• 待完成任务:
从下面的数据中提取所有包含字符串“helmet”的行，并把这些行逐一照抄出来。匹配时区分大小写。

[指定事物定位条目]

• • • • • • •

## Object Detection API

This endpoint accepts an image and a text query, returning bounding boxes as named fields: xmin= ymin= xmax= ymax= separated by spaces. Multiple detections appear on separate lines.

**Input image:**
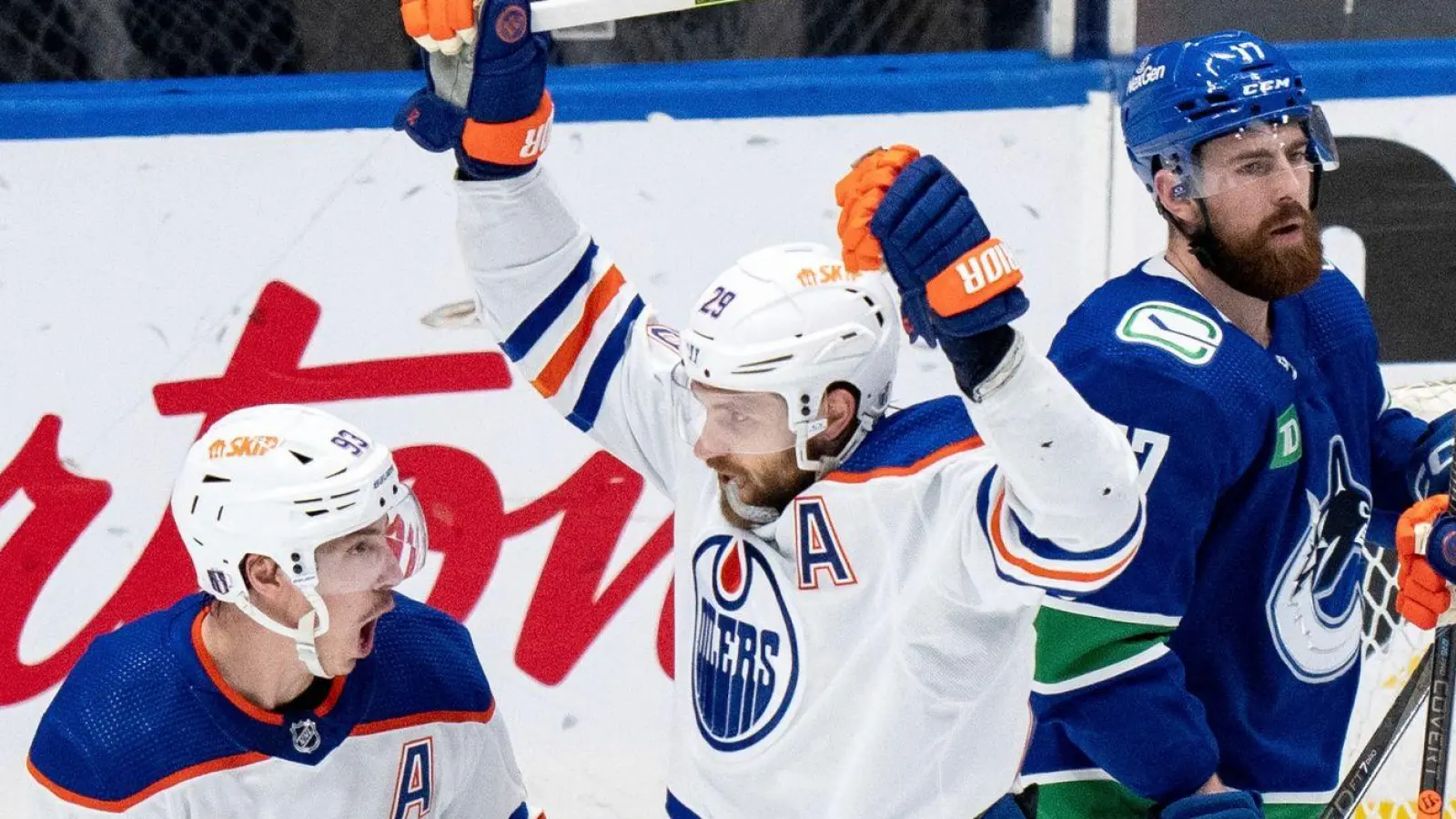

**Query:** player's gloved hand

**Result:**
xmin=399 ymin=0 xmax=480 ymax=54
xmin=1405 ymin=410 xmax=1456 ymax=499
xmin=1395 ymin=495 xmax=1456 ymax=628
xmin=395 ymin=0 xmax=553 ymax=179
xmin=834 ymin=145 xmax=920 ymax=272
xmin=835 ymin=146 xmax=1028 ymax=346
xmin=834 ymin=146 xmax=1029 ymax=398
xmin=1158 ymin=790 xmax=1264 ymax=819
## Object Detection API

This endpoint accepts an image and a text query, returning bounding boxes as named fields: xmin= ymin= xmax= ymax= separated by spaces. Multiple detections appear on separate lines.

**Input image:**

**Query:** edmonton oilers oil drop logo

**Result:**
xmin=693 ymin=535 xmax=799 ymax=751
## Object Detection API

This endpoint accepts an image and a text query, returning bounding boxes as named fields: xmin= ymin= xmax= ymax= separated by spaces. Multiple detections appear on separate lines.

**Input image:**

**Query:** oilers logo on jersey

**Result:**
xmin=1269 ymin=436 xmax=1371 ymax=683
xmin=693 ymin=535 xmax=799 ymax=751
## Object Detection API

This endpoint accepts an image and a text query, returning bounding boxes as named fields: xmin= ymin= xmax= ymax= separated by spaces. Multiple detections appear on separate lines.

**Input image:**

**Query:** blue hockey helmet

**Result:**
xmin=1121 ymin=31 xmax=1340 ymax=197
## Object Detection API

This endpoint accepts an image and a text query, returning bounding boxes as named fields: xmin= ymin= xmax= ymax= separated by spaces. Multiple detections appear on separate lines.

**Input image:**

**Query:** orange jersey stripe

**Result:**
xmin=349 ymin=703 xmax=495 ymax=736
xmin=992 ymin=490 xmax=1138 ymax=583
xmin=25 ymin=751 xmax=271 ymax=814
xmin=531 ymin=265 xmax=626 ymax=398
xmin=824 ymin=436 xmax=983 ymax=484
xmin=313 ymin=674 xmax=348 ymax=717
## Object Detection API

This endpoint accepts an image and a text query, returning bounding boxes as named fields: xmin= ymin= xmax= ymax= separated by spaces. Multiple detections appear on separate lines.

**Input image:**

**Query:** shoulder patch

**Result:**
xmin=825 ymin=395 xmax=981 ymax=482
xmin=646 ymin=324 xmax=682 ymax=356
xmin=1117 ymin=301 xmax=1223 ymax=368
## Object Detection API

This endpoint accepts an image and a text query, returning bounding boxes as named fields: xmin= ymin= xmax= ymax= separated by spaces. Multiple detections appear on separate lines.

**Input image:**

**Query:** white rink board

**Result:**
xmin=0 ymin=93 xmax=1456 ymax=819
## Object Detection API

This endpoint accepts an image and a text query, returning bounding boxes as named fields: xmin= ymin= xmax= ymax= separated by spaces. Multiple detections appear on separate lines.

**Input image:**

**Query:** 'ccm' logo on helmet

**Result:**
xmin=207 ymin=436 xmax=278 ymax=460
xmin=1127 ymin=56 xmax=1168 ymax=93
xmin=1243 ymin=77 xmax=1293 ymax=96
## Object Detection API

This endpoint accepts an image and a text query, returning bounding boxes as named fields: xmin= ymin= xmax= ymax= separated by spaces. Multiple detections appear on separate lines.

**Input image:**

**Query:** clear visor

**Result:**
xmin=1184 ymin=106 xmax=1340 ymax=198
xmin=315 ymin=490 xmax=430 ymax=594
xmin=672 ymin=364 xmax=794 ymax=458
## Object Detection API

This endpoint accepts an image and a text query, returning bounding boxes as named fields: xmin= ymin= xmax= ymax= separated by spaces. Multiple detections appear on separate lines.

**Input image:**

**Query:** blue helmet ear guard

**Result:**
xmin=1121 ymin=31 xmax=1338 ymax=206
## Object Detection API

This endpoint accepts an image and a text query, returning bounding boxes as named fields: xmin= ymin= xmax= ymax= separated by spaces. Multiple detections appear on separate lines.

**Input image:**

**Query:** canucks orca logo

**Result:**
xmin=693 ymin=535 xmax=799 ymax=751
xmin=1269 ymin=436 xmax=1371 ymax=682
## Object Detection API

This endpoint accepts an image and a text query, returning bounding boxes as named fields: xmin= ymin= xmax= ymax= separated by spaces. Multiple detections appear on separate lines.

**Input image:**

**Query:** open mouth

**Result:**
xmin=359 ymin=618 xmax=379 ymax=657
xmin=357 ymin=601 xmax=395 ymax=659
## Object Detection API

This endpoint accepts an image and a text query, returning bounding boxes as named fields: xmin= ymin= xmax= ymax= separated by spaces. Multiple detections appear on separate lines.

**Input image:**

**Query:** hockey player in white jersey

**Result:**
xmin=396 ymin=0 xmax=1143 ymax=819
xmin=25 ymin=405 xmax=539 ymax=819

• • • • • • •

• 正确答案:
**Query:** blue hockey helmet
**Query:** 'ccm' logo on helmet
**Query:** blue helmet ear guard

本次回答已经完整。